--- TEXTE SOURCE ---

L'histoire qui va suivre, vous la connaissez tous. Les premiers plans sociaux lézardent les convictions. La direction fait de plus en plus appel à des intérimaires et puis un matin, les ouvriers prennent conscience qu'une machine a été déménagée discrètement pendant la nuit. C'est à leur tour. L'engrenage est activé : le comité d'entreprise est réuni, l'inspection du travail est alertée, les courriers recommandés sont expédiés à chaque domicile, un plan de sauvegarde de l'emploi auquel personne ne croit est mis en place. Il ne reste plus qu'à accrocher des couronnes mortuaires aux grilles de l'usine.

Et après ? Les repères s'effacent, c'est le grand détricotage, les rancoeurs explosent mais elles ne visent plus un patron ou le capitalisme mais les élites, les étrangers, l'Europe, la mondialisation, ou tout ce qui peut bien être vomi. Place est faite à la violence. Ce sont des proxénètes qui corrigent une fille désobéissante, des quartiers soumis à la loi de petits caïds ou des existences qui partent à la dérive. La violence économique enfante le déclassement, la misère et la brutalité.

---

**CONSIGNE:** Écris la suite du texte sur la fermeture de l'usine et la violence économique, en partant juste après sa dernière phrase.

--- MATÉRIEL AFFICHÉ ---

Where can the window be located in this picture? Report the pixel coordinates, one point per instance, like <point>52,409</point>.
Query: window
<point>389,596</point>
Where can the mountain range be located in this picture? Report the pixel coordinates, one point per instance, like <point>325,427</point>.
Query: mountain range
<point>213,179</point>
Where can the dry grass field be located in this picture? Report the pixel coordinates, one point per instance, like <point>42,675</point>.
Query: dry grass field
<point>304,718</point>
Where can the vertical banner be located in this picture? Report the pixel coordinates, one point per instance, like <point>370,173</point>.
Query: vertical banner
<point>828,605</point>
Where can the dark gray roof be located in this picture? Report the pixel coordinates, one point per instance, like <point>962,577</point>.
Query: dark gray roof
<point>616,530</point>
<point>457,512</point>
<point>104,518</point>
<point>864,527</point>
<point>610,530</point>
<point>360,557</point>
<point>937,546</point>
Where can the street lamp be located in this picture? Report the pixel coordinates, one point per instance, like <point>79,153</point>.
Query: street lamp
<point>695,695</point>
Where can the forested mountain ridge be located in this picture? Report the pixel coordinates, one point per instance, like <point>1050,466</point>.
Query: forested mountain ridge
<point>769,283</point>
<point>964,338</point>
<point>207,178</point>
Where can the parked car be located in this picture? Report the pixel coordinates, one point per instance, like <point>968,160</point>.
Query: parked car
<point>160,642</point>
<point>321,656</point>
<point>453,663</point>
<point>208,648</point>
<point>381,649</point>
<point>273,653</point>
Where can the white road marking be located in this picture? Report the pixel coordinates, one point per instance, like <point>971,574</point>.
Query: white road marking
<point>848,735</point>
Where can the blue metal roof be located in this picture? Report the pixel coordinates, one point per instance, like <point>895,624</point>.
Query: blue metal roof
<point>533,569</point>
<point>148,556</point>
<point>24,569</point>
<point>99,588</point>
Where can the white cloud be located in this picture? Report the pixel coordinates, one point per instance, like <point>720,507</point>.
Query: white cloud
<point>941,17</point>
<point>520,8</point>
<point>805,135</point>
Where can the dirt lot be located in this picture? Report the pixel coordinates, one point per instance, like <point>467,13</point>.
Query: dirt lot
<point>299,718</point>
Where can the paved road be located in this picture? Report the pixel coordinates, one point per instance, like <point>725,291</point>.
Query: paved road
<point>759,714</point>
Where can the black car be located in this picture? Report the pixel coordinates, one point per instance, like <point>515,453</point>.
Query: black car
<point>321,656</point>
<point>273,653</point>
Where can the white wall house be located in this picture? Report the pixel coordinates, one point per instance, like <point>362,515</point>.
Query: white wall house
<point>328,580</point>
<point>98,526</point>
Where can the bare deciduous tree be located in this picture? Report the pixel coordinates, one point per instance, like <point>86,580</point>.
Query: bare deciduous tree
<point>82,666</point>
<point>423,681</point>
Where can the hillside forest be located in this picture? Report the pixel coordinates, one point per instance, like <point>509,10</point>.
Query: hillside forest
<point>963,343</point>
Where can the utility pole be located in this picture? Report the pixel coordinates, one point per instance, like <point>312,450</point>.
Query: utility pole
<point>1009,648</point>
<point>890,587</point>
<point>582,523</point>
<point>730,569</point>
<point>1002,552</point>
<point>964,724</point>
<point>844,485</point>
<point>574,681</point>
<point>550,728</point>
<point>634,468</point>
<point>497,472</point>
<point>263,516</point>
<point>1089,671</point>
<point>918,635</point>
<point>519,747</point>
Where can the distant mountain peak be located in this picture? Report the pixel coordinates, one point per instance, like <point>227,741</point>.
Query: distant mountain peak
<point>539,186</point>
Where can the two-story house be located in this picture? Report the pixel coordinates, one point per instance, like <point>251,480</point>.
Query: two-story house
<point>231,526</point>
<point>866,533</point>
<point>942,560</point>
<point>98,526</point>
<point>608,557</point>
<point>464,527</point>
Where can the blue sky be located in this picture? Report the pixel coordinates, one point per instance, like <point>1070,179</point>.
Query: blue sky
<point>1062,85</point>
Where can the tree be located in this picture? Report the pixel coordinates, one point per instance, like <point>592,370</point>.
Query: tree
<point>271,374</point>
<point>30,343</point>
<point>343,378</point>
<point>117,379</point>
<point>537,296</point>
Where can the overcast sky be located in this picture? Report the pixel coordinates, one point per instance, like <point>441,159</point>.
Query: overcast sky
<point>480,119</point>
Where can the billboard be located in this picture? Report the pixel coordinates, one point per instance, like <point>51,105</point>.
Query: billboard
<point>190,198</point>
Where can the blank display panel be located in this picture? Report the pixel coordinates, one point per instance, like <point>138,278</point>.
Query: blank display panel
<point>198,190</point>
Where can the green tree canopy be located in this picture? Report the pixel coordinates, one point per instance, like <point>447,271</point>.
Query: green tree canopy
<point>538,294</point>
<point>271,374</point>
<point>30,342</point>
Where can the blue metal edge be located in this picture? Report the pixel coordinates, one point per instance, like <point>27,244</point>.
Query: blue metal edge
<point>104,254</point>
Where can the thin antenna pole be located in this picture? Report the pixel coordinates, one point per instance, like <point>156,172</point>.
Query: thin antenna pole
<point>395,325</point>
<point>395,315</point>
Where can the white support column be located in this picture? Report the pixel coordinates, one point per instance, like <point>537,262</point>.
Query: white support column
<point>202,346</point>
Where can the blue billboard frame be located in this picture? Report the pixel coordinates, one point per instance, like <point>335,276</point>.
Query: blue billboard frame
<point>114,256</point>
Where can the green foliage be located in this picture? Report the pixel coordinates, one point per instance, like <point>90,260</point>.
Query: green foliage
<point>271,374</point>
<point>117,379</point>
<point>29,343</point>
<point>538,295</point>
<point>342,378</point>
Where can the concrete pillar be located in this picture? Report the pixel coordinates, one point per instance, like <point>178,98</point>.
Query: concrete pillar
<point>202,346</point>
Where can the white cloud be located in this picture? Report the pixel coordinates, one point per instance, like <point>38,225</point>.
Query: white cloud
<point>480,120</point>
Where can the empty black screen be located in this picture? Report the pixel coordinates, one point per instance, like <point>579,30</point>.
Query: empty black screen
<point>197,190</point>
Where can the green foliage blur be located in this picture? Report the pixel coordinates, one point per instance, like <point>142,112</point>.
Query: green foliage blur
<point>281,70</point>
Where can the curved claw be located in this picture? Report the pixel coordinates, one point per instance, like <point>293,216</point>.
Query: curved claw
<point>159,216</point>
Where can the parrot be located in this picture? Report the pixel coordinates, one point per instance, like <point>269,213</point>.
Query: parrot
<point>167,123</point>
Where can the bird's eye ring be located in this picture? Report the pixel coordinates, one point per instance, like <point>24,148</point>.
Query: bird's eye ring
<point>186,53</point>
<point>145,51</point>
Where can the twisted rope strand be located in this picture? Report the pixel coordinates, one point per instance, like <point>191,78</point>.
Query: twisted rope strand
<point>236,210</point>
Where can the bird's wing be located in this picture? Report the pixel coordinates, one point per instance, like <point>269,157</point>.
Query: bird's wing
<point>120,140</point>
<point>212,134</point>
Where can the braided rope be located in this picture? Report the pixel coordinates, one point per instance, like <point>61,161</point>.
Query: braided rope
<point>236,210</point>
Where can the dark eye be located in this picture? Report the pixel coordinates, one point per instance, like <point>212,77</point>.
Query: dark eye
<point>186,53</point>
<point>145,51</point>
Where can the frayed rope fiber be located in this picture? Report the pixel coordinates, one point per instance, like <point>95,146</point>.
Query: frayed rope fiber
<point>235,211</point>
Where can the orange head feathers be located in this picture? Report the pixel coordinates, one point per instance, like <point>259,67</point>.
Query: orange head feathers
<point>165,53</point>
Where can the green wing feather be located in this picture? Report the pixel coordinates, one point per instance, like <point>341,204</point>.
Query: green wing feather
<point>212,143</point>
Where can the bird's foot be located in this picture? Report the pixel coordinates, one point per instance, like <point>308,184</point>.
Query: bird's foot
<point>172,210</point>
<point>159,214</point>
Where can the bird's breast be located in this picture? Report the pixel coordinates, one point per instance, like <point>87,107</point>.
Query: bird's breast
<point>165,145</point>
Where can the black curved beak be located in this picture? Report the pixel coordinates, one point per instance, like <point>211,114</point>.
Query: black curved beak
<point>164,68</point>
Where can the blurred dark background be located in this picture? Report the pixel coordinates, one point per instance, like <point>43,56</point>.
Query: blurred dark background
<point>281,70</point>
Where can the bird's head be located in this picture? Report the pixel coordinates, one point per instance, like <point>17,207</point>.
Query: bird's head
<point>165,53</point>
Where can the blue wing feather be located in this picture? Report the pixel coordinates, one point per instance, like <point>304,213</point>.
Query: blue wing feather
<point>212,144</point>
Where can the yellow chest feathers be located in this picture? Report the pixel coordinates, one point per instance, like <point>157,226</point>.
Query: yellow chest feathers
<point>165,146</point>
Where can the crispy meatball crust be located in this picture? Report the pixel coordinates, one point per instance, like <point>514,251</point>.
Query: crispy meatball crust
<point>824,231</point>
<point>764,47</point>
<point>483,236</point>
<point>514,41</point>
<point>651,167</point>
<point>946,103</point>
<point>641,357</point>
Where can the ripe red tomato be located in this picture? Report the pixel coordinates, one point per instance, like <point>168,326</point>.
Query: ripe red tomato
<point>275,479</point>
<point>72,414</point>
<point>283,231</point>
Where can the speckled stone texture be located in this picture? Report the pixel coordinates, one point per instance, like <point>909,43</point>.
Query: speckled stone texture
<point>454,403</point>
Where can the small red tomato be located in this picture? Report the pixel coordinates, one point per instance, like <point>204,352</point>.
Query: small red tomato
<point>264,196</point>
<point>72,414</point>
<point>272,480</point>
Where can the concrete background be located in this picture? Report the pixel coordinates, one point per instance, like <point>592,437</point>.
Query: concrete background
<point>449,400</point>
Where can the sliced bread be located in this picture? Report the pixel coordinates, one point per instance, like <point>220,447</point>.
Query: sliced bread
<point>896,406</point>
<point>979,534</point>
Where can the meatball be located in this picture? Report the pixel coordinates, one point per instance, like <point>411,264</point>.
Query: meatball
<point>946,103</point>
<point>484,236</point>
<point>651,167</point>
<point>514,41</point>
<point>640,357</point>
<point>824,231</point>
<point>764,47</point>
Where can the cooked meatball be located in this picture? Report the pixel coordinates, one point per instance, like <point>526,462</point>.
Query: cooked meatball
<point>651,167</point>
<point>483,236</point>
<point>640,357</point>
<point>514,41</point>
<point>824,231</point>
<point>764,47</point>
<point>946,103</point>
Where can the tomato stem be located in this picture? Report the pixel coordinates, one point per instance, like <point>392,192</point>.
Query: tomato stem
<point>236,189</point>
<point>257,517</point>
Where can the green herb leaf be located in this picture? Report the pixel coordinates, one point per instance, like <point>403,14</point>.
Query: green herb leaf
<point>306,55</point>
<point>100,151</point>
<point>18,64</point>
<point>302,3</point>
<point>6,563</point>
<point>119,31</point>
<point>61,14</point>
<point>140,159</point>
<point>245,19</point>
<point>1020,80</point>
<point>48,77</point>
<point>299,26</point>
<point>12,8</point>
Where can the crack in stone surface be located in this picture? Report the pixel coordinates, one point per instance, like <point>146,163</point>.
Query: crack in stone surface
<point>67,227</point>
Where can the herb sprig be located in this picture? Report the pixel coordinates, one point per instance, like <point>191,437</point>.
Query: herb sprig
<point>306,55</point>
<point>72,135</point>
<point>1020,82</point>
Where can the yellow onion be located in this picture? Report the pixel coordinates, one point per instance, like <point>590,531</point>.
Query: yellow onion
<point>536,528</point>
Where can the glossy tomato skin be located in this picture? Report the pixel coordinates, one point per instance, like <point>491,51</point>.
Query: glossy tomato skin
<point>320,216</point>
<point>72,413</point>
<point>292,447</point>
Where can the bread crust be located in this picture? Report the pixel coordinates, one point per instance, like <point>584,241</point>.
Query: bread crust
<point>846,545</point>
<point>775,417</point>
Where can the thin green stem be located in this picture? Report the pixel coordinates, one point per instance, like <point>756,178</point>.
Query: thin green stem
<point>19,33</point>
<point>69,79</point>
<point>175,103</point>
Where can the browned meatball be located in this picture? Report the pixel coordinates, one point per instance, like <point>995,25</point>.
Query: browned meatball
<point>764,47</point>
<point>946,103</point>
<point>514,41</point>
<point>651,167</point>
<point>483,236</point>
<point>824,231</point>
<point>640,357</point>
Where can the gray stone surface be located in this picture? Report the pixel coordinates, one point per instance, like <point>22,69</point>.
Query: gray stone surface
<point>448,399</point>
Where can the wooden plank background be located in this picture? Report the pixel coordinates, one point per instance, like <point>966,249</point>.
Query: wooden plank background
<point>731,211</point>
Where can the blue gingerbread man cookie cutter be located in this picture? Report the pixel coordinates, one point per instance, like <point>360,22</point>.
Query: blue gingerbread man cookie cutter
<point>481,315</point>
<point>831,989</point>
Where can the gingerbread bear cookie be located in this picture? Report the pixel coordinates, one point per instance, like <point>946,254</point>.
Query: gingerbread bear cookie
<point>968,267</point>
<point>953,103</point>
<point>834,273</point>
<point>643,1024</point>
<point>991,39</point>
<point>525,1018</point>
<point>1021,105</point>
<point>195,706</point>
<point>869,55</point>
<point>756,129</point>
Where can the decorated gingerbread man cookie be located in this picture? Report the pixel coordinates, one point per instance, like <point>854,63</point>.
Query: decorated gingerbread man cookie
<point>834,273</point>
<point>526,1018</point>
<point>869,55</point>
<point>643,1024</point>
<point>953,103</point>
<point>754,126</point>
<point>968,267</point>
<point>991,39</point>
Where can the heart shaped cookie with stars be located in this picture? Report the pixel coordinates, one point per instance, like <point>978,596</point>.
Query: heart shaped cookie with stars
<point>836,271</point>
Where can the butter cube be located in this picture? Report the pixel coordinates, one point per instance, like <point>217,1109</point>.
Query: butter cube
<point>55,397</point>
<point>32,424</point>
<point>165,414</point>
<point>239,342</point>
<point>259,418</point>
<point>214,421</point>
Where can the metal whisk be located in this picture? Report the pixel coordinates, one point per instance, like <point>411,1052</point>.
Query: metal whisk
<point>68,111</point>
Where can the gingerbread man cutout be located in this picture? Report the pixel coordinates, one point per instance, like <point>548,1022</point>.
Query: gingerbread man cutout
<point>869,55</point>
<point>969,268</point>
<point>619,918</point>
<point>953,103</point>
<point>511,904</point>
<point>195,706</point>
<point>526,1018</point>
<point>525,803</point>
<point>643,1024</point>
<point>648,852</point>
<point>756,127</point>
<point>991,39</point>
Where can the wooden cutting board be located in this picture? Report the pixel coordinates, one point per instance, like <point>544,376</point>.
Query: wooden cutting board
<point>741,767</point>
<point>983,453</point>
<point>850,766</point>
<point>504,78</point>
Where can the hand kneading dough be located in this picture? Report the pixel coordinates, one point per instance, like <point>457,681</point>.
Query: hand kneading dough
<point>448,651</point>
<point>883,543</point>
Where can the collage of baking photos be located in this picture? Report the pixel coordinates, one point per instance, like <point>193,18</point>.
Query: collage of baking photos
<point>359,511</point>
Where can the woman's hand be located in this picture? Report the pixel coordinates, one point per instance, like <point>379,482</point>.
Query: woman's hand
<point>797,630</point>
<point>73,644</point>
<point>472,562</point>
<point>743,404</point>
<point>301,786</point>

---

**TA RÉPONSE:**
« Aux animaux la guerre » se déroule pendant tout un hiver dans les Vosges, quand ce département périphérique s'enclave un peu plus sous les couches de neige. C'est un roman noir sur le déclassement qui entrecroise des destins qui vont s'enfoncer un peu plus dans l'inextricable. le roman frappe par sa noirceur et son réalisme et ne délivre ni morale, ni espoir. C'est le portait d'une époque désenchantée à qui la politique n'offre aucune alternative possible. Un monde est mort, la violence est désormais possible.